▸ The problem
Format the entries from the line containing "of the number" through the end of the entries as a JSON list of strings, one string per line, leaving out blank lines.

## Begin Extracted entries

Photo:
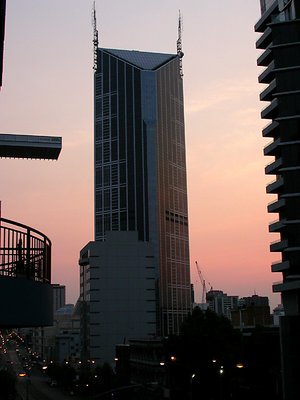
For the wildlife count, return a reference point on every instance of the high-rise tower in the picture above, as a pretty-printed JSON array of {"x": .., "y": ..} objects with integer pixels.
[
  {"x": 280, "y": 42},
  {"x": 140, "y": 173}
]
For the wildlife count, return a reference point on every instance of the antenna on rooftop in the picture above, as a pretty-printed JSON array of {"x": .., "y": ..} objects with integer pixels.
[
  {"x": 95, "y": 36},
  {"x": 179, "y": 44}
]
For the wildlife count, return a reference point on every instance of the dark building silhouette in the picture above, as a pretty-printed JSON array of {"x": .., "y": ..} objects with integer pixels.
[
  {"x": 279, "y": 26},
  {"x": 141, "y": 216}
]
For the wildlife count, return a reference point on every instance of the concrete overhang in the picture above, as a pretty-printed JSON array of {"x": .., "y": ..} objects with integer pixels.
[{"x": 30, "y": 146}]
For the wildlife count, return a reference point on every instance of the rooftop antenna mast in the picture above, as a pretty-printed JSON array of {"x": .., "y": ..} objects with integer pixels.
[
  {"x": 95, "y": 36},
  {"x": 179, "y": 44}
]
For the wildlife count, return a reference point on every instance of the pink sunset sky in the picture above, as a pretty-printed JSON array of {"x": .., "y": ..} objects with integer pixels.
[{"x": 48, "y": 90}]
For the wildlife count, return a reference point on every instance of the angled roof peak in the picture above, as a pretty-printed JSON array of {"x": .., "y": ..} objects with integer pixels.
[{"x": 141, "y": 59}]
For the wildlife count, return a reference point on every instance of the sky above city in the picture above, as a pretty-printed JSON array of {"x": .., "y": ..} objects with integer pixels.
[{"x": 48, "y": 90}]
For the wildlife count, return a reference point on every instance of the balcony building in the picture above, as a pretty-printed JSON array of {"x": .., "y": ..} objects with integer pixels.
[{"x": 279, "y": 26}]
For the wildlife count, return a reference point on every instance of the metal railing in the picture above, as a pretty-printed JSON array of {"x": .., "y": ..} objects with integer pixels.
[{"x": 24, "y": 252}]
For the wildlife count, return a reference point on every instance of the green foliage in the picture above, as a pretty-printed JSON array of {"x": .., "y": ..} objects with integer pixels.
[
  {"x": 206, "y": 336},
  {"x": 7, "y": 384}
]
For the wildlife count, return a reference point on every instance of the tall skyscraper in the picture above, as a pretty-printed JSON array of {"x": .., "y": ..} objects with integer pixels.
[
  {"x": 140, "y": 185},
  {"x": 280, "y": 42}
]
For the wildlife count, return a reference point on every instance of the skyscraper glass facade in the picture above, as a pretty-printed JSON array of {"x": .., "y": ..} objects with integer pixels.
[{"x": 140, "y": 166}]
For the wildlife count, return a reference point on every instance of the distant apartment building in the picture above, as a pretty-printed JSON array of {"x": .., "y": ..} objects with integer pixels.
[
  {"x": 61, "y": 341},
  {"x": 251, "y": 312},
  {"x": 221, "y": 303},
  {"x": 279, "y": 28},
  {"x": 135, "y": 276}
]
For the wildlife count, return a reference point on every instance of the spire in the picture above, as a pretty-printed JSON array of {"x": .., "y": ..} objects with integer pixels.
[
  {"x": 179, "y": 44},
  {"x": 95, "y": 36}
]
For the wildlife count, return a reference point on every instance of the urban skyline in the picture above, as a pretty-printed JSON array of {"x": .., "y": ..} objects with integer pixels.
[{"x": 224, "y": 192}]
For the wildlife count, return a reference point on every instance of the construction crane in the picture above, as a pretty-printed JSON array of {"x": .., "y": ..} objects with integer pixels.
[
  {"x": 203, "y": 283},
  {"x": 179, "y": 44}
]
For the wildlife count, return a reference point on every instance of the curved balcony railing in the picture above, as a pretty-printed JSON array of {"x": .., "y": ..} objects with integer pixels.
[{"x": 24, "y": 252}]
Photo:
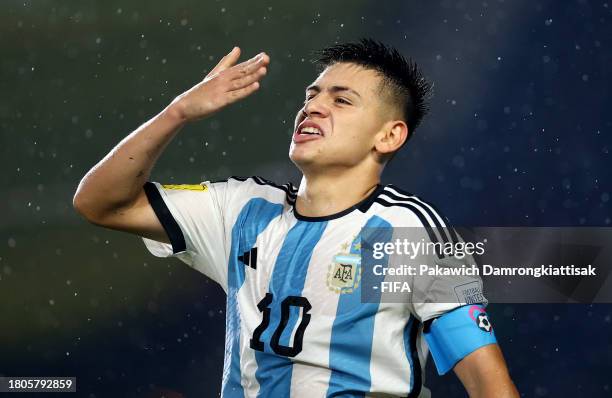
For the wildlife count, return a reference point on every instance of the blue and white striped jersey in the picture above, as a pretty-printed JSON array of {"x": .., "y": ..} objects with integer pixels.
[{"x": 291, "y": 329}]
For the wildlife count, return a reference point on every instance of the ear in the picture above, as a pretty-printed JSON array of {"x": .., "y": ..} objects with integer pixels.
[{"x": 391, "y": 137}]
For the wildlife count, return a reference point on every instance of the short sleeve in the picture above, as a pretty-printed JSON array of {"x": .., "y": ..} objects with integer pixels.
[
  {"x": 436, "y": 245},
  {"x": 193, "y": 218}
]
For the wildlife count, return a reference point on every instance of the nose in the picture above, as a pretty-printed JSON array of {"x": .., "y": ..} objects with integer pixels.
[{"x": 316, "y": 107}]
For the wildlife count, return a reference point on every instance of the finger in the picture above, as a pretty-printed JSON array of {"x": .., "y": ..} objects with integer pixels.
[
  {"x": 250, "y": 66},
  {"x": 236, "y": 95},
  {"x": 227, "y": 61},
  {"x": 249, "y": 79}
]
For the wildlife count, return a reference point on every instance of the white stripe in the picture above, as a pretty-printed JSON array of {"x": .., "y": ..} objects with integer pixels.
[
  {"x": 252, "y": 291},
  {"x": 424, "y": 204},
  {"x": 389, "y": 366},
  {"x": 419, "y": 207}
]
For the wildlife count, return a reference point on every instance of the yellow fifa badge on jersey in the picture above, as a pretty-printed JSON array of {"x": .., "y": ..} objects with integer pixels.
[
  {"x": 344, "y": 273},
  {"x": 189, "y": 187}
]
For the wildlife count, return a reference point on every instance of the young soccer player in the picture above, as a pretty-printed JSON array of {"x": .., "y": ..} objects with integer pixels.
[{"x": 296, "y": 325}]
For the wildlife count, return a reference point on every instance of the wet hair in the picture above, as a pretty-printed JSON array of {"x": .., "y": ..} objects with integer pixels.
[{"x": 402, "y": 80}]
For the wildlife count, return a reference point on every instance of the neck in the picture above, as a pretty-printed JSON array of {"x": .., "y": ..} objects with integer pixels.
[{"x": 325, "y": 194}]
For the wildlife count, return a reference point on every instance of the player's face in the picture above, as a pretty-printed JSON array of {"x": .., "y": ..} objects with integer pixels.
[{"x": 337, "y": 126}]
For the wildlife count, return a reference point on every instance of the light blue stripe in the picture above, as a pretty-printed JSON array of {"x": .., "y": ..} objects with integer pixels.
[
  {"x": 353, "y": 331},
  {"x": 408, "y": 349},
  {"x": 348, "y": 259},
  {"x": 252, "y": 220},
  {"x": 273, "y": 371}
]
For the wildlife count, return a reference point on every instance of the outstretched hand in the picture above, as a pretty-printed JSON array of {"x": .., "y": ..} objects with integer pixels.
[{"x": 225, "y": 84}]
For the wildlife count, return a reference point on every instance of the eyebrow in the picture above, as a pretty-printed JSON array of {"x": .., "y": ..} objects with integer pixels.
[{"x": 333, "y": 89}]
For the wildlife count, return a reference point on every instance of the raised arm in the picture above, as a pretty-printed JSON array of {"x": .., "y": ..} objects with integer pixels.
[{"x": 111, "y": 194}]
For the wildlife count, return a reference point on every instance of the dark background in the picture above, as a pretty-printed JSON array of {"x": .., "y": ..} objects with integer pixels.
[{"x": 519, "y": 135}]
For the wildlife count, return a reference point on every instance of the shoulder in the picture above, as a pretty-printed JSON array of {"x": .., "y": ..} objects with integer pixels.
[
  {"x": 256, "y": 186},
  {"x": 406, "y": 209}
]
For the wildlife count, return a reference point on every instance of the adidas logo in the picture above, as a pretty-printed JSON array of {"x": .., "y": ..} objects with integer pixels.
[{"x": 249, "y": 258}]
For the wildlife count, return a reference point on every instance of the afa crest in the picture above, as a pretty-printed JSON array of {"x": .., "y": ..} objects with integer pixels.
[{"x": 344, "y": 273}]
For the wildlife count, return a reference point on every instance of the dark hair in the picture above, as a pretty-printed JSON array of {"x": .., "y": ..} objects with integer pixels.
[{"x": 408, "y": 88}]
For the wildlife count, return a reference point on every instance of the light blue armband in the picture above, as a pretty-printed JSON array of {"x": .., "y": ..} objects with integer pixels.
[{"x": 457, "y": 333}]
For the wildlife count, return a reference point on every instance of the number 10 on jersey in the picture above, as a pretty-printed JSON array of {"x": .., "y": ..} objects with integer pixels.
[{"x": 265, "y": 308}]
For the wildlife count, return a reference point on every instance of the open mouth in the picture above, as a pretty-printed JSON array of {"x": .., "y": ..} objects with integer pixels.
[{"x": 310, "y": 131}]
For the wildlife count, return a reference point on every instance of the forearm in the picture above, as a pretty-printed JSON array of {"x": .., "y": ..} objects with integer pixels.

## End Extracted entries

▸ Solved exercise
[
  "For the wildlife count, return a reference point on every instance of the number 10 on jersey in the picture above, as a pretty-printed JSON array of {\"x\": .., \"y\": ..} objects with integer pixels.",
  "[{\"x\": 265, \"y\": 308}]",
  "For the wildlife count, return a reference point on every instance of the open mouth in the picture above, as a pretty-printed JSON array of {\"x\": .., \"y\": ..} objects with integer pixels.",
  "[{\"x\": 310, \"y\": 131}]",
  "For the wildlife count, return a reference point on every instance of the forearm in the picture above, as a pretty-printed JSON array of {\"x\": .., \"y\": ..} objects with integer pixels."
]